• **Exercise**: The entries below are to be restated exactly, and their images are to be omitted.
%%
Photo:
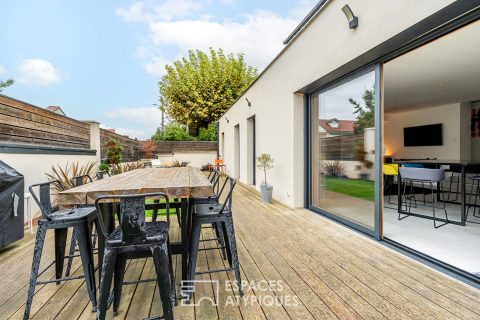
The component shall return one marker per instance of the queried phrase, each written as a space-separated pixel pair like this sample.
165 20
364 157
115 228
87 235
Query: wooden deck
316 268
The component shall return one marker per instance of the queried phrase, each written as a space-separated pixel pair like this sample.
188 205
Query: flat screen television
429 135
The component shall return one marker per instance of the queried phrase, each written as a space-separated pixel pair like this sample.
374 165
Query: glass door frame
378 165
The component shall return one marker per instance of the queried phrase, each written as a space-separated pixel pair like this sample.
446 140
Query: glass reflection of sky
334 102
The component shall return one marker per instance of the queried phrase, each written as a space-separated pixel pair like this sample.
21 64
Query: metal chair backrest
43 200
227 204
422 174
101 174
132 215
80 180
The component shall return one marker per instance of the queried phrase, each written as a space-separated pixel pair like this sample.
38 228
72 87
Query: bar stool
60 221
211 214
475 182
135 238
390 170
424 176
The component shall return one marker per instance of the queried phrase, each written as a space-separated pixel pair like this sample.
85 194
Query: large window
343 143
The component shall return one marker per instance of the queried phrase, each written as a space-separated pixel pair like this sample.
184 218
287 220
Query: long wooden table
180 182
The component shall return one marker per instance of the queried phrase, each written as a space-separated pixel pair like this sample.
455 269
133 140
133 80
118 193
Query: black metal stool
133 239
60 220
423 176
77 181
212 214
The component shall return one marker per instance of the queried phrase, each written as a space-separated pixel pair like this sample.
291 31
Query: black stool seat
72 215
209 209
154 232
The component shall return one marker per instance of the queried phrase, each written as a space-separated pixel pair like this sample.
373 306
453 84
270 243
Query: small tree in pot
265 162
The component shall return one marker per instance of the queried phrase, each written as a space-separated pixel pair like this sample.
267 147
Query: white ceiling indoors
441 72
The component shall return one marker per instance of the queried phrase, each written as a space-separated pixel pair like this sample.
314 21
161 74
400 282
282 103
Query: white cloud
259 35
168 10
134 13
172 29
146 117
37 72
156 66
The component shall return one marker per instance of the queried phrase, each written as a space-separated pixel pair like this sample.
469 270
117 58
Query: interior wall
453 135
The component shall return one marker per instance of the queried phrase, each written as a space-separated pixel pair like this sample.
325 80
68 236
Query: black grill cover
11 222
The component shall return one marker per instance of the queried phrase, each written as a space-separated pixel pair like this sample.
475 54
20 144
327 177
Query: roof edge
310 16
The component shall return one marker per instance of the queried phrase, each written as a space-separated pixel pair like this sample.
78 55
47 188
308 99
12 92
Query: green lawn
357 188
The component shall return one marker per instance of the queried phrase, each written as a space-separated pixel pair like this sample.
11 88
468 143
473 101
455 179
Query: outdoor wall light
352 20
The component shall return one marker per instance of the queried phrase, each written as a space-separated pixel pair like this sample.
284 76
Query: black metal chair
213 213
214 199
135 238
424 176
77 181
101 174
61 220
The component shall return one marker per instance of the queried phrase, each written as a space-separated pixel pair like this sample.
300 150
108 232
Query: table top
179 182
460 162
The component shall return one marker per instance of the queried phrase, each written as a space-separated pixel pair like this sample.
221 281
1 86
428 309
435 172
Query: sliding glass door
342 149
%%
• **Solution for this problem**:
Photo:
The component shall return one marker per instance of the queried phrase, each written as a space-separated pixel pair like this sample.
165 20
364 157
115 228
87 235
Query: wooden deck
316 268
The component shall return one marker per instance of the queried phrase, each written as a space-separated pixel pair like this sample.
188 205
Query: flat screen television
429 135
The component shall return one marker per instance of the queried phrase, each written as a space-separated pixel pair like this sample.
374 165
Query: glass door frame
378 165
The component shall return one marker per instance of the queried phrase, each written as a space-separated pixel pair like this sample.
446 140
Query: glass reflection of sky
334 102
The component shall return one marker per instance of the queried phrase, each written as a space-separated pixel pair like this sample.
21 64
Query: metal chair backrest
43 200
227 204
422 174
101 174
132 215
80 180
The component shall return one marker per instance of the queried phrase, each written as a space-separated pixel pair like this sample.
38 228
72 87
Query: bar stool
60 221
211 214
475 182
135 238
390 170
424 176
The component shall return one marker per instance of the queried phrase, each written as a space-separated pixel pair like this sample.
85 194
Query: large window
343 143
The component shall return one marker per instance of the queried phrase, each written as a space-separated pixel pair like this sample.
184 218
287 220
Query: long wooden table
180 182
The component shall return one marker per instance of the queried phrase, each written as a space-separated pixel pair like this sample.
455 269
133 140
133 80
118 193
Query: black metal stool
133 239
60 220
423 176
77 181
212 214
The component shall return one marker per instance of the queried phrase, each written as a space-separated pixel pair like this sample.
291 31
Query: black stool seat
72 215
209 209
154 232
The component shall return one marker per instance of the queried phrase, each written as a space-separated pixel pair like this sample.
373 306
453 84
270 243
Query: small tree in pot
265 162
The component shall return one marker per instance of the queried phrase, each written as a space-separated pixel pair like this sample.
267 147
Query: white ceiling indoors
441 72
The component shall return one marker per instance of the queried phrase, each written as a space-separated pixel pair like this sample.
314 21
161 74
400 282
282 103
Query: white cloud
259 35
168 10
134 13
172 29
146 117
37 72
156 66
The component shall return one marker per instance of the queried phrase, each written as a space-separated pixel pair like this sample.
469 270
117 58
Query: interior wall
453 135
The component shall return one marker per instance of the queried phrase, each written as a space-separated pixel pair like this sample.
325 80
68 236
Query: black grill cover
11 222
The component shall return one marker per instance of the queried phrase, each written as a space-separated pixel pair like this sample.
475 54
20 144
327 177
Query: roof edge
310 16
The component shall return one marker per instance of the queried phrase, each written as a space-separated pixel pair like this sample.
78 55
47 188
308 99
12 92
Query: green lawn
357 188
The component shall return one marker per instance of the queried phrase, each written as a space-separated pixel pair like this sample.
11 88
468 143
473 101
455 179
Query: outdoor wall light
352 20
The component shall return one marker per instance of the queried phrase, each written as a space-separated pixel pair like this sample.
284 76
Query: black metal chair
213 213
214 199
135 238
424 176
77 181
101 174
61 220
The component shall return one marker per instance of the queried phrase, each written as a space-separated pixel pair like this sample.
300 150
108 232
Query: table top
179 182
460 162
The component shall return one marker per instance of the queried phrase, each written as a space-separated pixel pair like this sample.
221 281
1 86
428 309
435 172
Query: sliding glass door
342 149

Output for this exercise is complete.